### Recorded data
◆ ◆ ◆

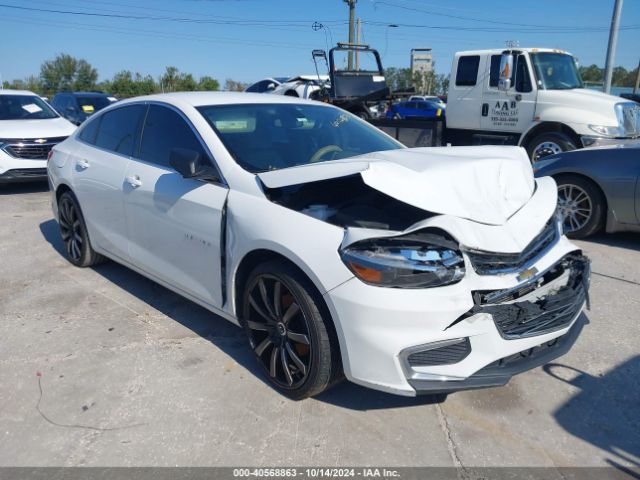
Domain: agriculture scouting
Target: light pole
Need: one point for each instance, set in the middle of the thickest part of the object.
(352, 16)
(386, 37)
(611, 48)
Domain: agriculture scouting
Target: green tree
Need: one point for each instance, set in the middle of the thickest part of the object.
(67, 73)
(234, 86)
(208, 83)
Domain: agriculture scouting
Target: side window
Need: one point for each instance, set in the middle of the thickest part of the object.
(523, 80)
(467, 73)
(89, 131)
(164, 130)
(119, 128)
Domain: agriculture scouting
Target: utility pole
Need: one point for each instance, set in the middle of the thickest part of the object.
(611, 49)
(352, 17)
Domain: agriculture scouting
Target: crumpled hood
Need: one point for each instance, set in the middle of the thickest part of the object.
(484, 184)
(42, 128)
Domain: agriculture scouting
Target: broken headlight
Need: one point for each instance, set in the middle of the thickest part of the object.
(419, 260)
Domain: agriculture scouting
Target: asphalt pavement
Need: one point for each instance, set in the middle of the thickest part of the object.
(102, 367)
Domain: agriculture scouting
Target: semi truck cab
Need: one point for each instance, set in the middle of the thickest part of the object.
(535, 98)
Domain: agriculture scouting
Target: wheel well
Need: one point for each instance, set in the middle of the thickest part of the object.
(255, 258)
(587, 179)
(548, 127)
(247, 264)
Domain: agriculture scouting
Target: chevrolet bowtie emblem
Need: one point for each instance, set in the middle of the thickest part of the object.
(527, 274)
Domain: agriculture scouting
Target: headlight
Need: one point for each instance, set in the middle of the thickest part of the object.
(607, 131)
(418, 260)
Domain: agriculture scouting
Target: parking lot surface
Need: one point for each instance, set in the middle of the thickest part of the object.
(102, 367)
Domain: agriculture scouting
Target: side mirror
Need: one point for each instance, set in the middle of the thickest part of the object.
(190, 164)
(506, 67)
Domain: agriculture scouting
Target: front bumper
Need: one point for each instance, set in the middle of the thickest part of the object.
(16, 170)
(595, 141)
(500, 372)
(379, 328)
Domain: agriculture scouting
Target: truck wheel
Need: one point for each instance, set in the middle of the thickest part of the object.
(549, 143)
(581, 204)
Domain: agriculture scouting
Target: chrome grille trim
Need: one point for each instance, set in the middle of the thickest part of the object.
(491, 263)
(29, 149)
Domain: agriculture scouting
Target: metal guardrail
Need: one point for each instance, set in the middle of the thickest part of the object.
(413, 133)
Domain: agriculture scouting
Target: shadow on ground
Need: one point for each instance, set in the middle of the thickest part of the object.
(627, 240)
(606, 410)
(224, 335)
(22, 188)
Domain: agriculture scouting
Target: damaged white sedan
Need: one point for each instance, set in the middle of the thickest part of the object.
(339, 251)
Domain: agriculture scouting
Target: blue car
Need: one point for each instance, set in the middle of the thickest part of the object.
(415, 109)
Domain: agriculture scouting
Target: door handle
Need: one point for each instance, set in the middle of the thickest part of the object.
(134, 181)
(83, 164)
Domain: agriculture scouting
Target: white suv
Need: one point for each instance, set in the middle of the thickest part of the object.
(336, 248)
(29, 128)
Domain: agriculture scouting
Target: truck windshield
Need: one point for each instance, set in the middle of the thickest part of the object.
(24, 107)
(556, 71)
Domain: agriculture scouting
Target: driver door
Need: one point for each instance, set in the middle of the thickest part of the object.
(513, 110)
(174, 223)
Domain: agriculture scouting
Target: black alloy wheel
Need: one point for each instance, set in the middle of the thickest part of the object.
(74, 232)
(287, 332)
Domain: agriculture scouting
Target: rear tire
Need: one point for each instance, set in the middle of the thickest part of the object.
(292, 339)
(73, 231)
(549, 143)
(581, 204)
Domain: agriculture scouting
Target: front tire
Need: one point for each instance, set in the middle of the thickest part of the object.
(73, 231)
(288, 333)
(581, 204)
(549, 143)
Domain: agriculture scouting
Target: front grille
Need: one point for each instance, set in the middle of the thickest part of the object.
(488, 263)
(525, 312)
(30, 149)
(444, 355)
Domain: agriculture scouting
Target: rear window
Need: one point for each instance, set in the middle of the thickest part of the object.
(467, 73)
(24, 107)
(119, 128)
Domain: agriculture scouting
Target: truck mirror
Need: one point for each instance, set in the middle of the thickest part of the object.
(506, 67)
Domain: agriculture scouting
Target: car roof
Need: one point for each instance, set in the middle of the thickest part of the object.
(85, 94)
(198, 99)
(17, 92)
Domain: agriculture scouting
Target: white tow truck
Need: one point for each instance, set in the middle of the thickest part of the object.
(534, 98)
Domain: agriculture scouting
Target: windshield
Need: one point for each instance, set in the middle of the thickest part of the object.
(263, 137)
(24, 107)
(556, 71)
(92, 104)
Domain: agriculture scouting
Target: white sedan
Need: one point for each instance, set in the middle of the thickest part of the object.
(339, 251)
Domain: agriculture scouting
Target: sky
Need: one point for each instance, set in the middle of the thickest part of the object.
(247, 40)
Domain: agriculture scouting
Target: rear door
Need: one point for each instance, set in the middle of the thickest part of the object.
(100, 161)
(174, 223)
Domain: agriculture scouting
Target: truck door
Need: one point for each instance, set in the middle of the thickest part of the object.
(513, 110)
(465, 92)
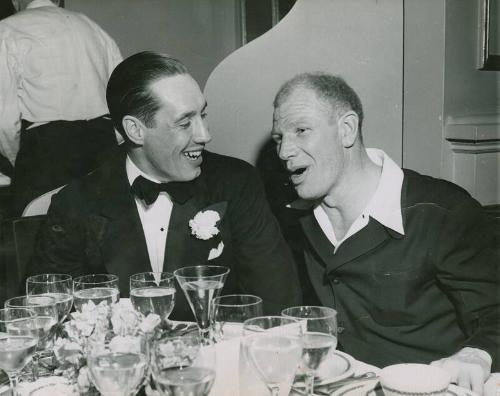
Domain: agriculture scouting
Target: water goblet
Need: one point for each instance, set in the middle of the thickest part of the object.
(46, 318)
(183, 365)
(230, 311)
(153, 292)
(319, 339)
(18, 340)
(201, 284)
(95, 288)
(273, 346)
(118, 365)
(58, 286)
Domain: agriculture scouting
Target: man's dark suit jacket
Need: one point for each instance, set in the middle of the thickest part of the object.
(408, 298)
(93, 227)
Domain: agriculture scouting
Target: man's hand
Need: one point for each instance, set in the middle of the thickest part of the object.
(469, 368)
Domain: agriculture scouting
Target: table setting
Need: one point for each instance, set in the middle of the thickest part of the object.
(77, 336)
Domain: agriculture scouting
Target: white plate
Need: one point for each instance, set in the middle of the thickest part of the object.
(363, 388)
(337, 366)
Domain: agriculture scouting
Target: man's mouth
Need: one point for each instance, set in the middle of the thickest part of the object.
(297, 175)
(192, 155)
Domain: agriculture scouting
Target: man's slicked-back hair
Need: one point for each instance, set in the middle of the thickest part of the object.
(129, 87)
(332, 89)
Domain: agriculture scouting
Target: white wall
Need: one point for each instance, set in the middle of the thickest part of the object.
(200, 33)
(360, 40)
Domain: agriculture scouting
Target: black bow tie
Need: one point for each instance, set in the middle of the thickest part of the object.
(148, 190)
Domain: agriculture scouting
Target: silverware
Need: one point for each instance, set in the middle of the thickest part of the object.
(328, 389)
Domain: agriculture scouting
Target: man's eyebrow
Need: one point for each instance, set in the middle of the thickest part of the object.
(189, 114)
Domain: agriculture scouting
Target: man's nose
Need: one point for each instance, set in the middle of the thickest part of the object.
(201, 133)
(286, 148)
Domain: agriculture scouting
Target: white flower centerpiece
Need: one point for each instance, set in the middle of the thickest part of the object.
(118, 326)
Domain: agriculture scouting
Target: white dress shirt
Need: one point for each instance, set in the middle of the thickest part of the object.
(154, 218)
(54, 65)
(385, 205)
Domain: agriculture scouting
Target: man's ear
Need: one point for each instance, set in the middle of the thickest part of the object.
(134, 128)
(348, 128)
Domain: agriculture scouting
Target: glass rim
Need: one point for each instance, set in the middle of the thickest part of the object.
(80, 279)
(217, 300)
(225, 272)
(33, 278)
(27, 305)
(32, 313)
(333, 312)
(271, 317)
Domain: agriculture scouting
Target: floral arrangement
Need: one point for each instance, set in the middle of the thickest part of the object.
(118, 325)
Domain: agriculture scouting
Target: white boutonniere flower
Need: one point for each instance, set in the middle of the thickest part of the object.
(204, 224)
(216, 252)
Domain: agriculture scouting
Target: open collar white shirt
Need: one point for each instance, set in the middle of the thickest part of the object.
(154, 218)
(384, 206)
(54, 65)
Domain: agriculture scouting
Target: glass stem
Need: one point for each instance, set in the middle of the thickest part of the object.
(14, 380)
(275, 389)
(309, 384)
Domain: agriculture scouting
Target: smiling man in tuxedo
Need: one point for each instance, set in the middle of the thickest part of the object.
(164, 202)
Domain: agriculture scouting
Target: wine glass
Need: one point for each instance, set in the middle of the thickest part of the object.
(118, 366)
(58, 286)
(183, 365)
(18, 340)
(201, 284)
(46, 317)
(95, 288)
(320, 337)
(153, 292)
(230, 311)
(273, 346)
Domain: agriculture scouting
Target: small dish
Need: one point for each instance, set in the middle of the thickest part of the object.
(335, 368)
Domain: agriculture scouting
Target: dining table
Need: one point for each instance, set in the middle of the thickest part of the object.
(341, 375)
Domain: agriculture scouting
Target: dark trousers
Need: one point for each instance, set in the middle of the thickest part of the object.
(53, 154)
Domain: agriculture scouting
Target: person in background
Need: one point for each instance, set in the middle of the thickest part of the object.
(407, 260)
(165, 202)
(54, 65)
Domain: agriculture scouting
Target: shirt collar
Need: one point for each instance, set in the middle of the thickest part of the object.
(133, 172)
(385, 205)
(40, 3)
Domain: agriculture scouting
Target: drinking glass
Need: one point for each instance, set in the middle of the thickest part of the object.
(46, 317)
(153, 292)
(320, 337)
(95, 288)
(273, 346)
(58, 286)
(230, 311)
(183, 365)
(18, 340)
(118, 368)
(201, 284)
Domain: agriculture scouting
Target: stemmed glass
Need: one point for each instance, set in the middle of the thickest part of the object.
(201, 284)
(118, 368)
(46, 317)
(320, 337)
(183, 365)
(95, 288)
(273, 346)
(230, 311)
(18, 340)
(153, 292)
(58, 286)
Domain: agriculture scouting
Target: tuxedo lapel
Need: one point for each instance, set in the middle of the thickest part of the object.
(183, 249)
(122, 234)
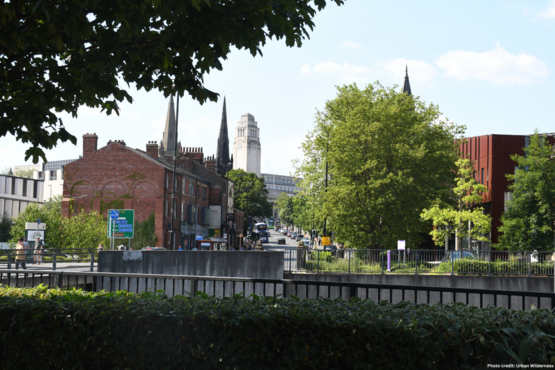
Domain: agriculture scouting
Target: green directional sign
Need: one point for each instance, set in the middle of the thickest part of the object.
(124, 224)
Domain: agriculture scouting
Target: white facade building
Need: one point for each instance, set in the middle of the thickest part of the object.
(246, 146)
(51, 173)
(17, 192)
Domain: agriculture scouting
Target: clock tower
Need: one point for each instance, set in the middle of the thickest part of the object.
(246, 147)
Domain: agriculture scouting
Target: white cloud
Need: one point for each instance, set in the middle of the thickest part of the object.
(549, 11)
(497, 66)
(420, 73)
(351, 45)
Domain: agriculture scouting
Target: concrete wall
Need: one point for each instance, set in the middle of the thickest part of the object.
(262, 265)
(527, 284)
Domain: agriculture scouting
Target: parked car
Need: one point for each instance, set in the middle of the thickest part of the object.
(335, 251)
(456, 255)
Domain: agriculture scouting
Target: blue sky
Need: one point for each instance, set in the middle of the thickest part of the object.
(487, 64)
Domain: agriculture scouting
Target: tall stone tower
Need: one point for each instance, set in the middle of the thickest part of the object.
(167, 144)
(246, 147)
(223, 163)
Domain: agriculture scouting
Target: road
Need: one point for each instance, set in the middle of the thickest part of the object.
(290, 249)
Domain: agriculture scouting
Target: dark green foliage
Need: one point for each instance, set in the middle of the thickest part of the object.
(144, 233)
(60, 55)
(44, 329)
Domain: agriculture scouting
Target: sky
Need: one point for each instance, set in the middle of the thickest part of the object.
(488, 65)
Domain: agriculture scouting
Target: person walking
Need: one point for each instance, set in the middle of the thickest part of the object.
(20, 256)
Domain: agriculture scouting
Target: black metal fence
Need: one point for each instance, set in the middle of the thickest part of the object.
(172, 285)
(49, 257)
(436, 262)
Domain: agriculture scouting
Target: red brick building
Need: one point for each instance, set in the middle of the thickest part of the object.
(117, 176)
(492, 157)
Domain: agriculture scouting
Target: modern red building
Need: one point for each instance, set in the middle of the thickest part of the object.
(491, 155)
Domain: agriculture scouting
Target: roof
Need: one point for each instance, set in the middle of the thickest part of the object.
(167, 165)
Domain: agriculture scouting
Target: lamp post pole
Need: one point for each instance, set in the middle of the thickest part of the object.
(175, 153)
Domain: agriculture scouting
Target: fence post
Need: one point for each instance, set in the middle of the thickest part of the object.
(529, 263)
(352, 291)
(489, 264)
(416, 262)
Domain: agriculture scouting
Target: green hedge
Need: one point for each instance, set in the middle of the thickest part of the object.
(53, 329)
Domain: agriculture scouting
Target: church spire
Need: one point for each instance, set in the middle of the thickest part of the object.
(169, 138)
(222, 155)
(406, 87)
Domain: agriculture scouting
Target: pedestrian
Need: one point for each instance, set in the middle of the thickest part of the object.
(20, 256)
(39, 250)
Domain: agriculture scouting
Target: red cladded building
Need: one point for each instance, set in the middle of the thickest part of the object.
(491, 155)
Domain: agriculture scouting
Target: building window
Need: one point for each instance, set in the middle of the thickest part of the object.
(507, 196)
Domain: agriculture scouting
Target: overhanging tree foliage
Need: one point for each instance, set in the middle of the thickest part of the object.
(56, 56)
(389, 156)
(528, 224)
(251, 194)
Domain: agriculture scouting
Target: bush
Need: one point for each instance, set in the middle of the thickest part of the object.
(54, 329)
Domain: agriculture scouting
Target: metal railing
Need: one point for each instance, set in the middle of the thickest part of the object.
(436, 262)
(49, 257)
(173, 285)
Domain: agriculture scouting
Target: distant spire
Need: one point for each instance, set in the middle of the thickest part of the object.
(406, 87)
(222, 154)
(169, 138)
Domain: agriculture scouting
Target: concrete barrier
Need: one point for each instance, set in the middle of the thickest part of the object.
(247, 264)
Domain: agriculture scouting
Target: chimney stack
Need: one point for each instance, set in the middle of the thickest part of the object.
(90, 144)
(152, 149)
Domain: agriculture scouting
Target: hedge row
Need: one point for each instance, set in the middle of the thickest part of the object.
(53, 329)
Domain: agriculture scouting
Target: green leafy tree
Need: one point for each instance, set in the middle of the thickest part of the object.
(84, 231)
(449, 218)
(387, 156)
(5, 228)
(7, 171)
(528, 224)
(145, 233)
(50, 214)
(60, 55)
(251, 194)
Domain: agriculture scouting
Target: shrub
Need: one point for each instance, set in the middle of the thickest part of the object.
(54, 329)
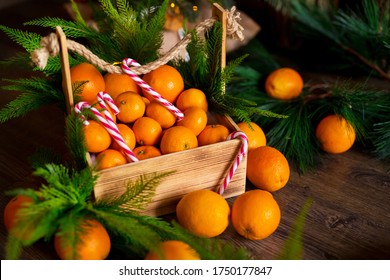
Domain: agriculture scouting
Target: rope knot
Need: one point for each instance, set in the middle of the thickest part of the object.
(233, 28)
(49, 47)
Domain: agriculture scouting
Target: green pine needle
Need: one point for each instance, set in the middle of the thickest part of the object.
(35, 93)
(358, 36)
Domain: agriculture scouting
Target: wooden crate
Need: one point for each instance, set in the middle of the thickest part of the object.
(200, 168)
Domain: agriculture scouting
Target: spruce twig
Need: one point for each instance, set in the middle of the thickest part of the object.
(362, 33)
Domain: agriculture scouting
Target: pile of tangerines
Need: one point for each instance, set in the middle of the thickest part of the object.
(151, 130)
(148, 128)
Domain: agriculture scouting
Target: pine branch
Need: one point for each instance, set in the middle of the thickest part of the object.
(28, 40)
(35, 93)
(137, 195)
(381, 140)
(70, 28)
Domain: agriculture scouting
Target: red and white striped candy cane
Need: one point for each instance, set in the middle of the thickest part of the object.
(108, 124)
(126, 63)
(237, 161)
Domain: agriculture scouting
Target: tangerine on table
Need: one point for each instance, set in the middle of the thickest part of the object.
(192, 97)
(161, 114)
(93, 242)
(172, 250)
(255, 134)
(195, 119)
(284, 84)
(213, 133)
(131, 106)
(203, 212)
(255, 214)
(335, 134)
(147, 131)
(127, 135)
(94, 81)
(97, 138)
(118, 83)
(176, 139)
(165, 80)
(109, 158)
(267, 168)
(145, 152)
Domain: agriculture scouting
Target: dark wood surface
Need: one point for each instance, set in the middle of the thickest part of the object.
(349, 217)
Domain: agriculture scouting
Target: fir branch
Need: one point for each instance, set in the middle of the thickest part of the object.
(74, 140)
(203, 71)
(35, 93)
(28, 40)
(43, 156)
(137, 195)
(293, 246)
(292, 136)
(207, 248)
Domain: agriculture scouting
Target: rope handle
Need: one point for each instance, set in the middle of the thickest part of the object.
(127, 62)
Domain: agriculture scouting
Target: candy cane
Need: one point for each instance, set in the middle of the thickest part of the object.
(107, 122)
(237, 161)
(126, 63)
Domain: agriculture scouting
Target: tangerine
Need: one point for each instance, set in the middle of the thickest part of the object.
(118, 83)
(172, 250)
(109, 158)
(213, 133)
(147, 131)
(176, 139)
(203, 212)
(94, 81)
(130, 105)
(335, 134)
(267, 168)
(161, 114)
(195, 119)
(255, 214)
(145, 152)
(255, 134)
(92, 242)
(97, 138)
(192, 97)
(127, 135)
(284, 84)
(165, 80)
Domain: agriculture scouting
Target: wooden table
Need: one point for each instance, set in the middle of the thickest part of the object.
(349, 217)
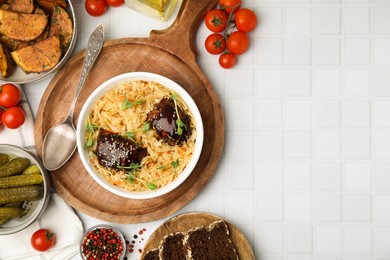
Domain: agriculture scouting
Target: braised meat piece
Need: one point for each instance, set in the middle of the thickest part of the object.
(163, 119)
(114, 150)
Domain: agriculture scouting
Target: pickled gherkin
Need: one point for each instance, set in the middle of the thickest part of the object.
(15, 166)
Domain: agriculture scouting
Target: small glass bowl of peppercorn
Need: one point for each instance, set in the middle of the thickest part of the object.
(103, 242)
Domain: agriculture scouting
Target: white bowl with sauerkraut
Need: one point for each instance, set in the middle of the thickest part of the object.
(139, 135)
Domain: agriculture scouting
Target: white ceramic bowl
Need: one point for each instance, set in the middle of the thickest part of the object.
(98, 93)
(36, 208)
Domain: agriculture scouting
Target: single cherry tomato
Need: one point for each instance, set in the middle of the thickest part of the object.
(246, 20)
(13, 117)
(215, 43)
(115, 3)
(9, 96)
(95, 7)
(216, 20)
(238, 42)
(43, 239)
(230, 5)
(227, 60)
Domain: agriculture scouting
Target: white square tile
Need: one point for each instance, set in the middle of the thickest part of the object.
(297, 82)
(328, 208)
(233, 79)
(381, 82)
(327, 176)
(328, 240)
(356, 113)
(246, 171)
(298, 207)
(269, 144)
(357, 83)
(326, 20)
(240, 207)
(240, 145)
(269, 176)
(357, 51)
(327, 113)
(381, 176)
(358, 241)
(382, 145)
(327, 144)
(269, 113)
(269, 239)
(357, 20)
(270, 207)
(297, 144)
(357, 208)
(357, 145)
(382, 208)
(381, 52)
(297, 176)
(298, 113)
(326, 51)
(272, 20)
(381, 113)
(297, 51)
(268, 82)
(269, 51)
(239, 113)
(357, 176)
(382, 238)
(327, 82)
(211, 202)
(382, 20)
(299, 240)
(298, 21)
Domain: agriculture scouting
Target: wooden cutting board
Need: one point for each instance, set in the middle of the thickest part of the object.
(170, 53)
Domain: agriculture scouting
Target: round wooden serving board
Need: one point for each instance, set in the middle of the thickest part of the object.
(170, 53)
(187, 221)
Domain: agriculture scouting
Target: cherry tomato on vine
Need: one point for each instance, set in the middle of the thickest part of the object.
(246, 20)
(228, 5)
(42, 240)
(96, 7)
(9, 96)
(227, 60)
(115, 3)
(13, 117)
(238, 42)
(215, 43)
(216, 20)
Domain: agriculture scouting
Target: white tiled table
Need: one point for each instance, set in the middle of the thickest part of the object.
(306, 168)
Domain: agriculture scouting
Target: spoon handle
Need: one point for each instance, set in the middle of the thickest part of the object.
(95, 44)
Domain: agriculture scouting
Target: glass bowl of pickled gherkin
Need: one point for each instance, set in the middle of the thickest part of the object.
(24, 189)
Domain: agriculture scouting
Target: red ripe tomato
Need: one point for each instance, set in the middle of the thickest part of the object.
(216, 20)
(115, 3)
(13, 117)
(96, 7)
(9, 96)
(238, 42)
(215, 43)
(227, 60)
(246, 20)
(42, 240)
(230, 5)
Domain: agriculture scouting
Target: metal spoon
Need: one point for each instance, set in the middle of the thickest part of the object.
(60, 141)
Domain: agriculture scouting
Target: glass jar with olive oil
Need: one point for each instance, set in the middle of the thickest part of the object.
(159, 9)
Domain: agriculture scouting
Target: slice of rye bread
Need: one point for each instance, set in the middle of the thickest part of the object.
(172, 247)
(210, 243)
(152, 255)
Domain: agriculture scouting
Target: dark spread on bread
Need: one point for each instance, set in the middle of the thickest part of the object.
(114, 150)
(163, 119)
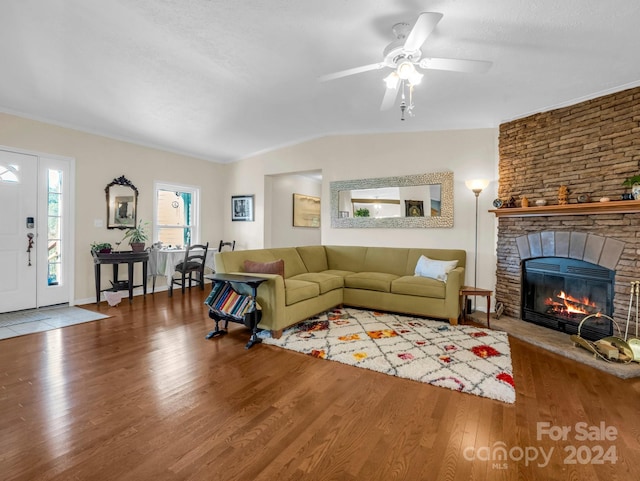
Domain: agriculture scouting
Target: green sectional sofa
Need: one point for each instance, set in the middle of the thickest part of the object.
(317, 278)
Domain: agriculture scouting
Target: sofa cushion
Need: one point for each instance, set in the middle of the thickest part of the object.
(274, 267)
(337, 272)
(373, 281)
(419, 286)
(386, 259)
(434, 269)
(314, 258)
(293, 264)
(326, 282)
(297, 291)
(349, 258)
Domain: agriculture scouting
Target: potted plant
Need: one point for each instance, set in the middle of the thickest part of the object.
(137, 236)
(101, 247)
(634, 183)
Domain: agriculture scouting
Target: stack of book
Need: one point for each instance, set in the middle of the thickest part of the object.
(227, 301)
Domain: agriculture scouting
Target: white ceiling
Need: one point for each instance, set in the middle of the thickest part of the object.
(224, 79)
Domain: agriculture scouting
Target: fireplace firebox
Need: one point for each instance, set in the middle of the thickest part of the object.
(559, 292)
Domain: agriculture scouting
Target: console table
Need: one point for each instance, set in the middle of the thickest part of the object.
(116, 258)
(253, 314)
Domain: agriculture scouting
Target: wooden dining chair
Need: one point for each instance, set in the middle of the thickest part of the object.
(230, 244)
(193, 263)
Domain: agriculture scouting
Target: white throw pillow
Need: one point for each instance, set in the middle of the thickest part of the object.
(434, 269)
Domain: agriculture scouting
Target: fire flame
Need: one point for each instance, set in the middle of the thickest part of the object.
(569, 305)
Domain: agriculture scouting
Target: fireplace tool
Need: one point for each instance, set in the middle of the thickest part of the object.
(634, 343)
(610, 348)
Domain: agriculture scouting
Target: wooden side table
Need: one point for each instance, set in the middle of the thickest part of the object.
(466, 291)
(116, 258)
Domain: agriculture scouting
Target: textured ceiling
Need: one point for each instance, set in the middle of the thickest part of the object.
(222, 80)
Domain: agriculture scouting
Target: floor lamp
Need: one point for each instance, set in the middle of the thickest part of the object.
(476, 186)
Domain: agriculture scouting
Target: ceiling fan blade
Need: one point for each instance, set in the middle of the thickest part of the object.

◆ ◆ ◆

### Description of the task
Return every line of the records that contains the string "bowl", copying each such line in full. Treat case as significant.

### Answer to this task
Target: small glass bowl of peppercorn
Target: white bowl with sauerkraut
Target: white ceramic bowl
Target: glass bowl of pickled gherkin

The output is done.